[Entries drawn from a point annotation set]
________________

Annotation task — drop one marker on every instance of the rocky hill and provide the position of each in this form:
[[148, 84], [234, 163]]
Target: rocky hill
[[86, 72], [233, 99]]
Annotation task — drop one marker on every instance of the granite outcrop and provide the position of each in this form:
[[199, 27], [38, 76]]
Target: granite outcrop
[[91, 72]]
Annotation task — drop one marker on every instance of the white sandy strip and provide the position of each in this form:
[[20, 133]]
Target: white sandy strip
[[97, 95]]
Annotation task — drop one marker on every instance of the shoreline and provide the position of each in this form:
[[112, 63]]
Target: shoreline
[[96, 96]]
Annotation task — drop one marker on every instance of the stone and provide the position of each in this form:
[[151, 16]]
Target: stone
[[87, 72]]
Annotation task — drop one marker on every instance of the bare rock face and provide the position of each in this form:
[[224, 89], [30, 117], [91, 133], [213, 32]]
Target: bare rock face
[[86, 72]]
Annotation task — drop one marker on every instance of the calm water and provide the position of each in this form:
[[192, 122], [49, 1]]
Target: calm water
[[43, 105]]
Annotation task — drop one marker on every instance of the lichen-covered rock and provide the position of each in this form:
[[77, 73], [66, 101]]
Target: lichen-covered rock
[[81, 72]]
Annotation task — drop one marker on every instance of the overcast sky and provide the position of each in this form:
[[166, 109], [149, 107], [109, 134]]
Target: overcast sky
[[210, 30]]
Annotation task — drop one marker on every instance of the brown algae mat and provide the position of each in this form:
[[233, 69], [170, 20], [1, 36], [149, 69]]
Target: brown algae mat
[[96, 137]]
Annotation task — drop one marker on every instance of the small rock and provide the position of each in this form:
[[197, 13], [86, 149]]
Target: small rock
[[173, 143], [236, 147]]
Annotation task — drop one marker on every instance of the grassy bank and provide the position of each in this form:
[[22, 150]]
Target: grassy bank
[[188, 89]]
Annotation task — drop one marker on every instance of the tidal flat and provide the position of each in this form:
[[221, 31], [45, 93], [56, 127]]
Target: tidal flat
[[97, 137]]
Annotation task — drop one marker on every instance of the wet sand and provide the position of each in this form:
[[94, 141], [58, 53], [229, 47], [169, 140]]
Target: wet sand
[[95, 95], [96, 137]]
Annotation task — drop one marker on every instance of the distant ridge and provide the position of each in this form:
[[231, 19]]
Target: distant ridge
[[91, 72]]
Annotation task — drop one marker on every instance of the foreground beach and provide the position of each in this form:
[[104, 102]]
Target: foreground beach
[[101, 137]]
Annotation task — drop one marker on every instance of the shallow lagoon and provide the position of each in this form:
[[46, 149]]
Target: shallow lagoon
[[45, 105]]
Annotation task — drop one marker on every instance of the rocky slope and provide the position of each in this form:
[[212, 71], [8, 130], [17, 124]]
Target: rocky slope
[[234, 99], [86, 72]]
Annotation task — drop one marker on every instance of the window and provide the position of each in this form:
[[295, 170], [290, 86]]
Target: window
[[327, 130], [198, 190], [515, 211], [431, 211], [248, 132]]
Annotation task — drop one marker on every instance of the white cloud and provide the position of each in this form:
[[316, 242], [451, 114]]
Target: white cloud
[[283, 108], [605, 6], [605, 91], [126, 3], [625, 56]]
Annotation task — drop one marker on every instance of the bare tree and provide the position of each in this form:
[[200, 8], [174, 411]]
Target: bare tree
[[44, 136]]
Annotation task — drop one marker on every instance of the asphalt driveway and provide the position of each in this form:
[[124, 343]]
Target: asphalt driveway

________________

EXERCISE DETAILS: Recast each line of the items above as a Markdown table with two columns, Row and Line. Number the rows in order and omit any blank lines.

EXERCISE RESULT:
| Row | Line |
|---|---|
| 1 | Annotation task — drop one marker on every instance of the rocky hill and provide the position of each in this form: |
| 2 | [[148, 84], [234, 163]] |
| 3 | Target: rocky hill |
| 4 | [[86, 72], [233, 99]] |
| 5 | Annotation task — drop one marker on every instance of the granite outcrop and provide the position of each in this form: |
| 6 | [[199, 27], [38, 76]] |
| 7 | Target: granite outcrop |
| 8 | [[91, 72]] |
| 9 | Annotation task — drop one marker on every instance of the white sandy strip and provide the position of each in this form: |
| 10 | [[20, 133]] |
| 11 | Target: white sandy strip |
| 12 | [[97, 95]] |
| 13 | Annotation task — drop one marker on every instance of the shoreline and provide the position of each in this form: |
| 14 | [[112, 63]] |
| 15 | Target: shoreline |
| 16 | [[96, 96]] |
| 17 | Annotation task — drop one marker on every instance of the stone and provide the position of each in this form: |
| 18 | [[151, 16]] |
| 19 | Target: stone |
| 20 | [[87, 72]] |
| 21 | Annotation task — drop one marker on every instance of the bare rock face and provide the position of each in this form: |
| 22 | [[224, 89], [30, 117], [91, 133], [213, 32]] |
| 23 | Target: bare rock face |
| 24 | [[86, 72]] |
| 25 | Annotation task — drop one marker on every instance of the calm water and provide the position of each in this form: |
| 26 | [[192, 122], [49, 1]] |
| 27 | Target: calm water |
| 28 | [[43, 105]] |
| 29 | Annotation task — drop one marker on every instance of the lichen-covered rock and provide the position of each in this form: |
| 30 | [[77, 73], [66, 101]] |
| 31 | Target: lichen-covered rock |
| 32 | [[81, 72]] |
| 33 | Annotation task — drop one marker on every instance of the overcast sky and provide the position of each in this form: |
| 34 | [[166, 109], [149, 107], [109, 134]] |
| 35 | Target: overcast sky |
| 36 | [[210, 30]] |
| 37 | Annotation task — drop one marker on every instance of the brown algae mat and provide the position of each in this form: |
| 38 | [[233, 69], [170, 20], [1, 36], [149, 69]] |
| 39 | Target: brown algae mat |
| 40 | [[96, 137]] |
| 41 | Annotation task — drop one marker on every instance of the small rock and provide the position of each in this form: |
| 42 | [[197, 13], [86, 149]] |
| 43 | Target: small rock |
| 44 | [[173, 143], [236, 147]] |
| 45 | Annotation task — drop one marker on every instance of the grassy bank and provide the position of each in this form: |
| 46 | [[22, 150]] |
| 47 | Target: grassy bank |
| 48 | [[188, 89]] |
| 49 | Annotation task — drop one marker on every instance of the tidal flat and provide the position of each in this form: |
| 50 | [[221, 31], [45, 93], [56, 127]] |
| 51 | Target: tidal flat |
| 52 | [[97, 137]] |
| 53 | Annotation task — drop one marker on every instance of the wet sand and provide the position of each in this form: |
| 54 | [[94, 141], [58, 53], [229, 47], [169, 140]] |
| 55 | Target: wet sand |
| 56 | [[95, 95], [96, 137]] |
| 57 | Annotation task — drop one marker on every instance of the distant ridge and provide the position of each in this form: |
| 58 | [[231, 19]] |
| 59 | Target: distant ridge |
| 60 | [[91, 72]] |
| 61 | Annotation task — drop one marker on every instance of the foreground beach and provide the position of each in this form: |
| 62 | [[104, 102]] |
| 63 | Target: foreground beach |
| 64 | [[101, 137]] |
| 65 | Annotation task — drop one marker on every instance of the shallow lagoon and provide the position of each in this form: |
| 66 | [[46, 149]] |
| 67 | Target: shallow lagoon |
| 68 | [[45, 105]] |
| 69 | Annotation task — drop one marker on every instance of the rocky slope and provide the position of each in this form: |
| 70 | [[212, 71], [8, 130], [17, 124]] |
| 71 | Target: rocky slope |
| 72 | [[234, 99], [86, 72]] |
| 73 | Annotation task — drop one marker on every instance of the window and provide the position of each in this form: |
| 74 | [[295, 170], [290, 86]] |
| 75 | Target: window |
| 76 | [[327, 130], [198, 190], [515, 211], [431, 211], [248, 132]] |
| 77 | Annotation task — drop one marker on every instance of the white cloud and provide the position of each in this form: |
| 78 | [[316, 242], [451, 114]] |
| 79 | Target: white cloud |
| 80 | [[283, 108], [605, 6], [605, 91], [126, 3], [625, 56]] |
| 81 | Annotation task — drop one marker on every instance of the bare tree and provide the position of each in this form: |
| 82 | [[200, 8], [174, 411]] |
| 83 | Target: bare tree |
| 84 | [[44, 136]] |
| 85 | Annotation task — drop one marker on every instance of the asphalt driveway and provide the position of each in this form: |
| 86 | [[124, 343]] |
| 87 | Target: asphalt driveway |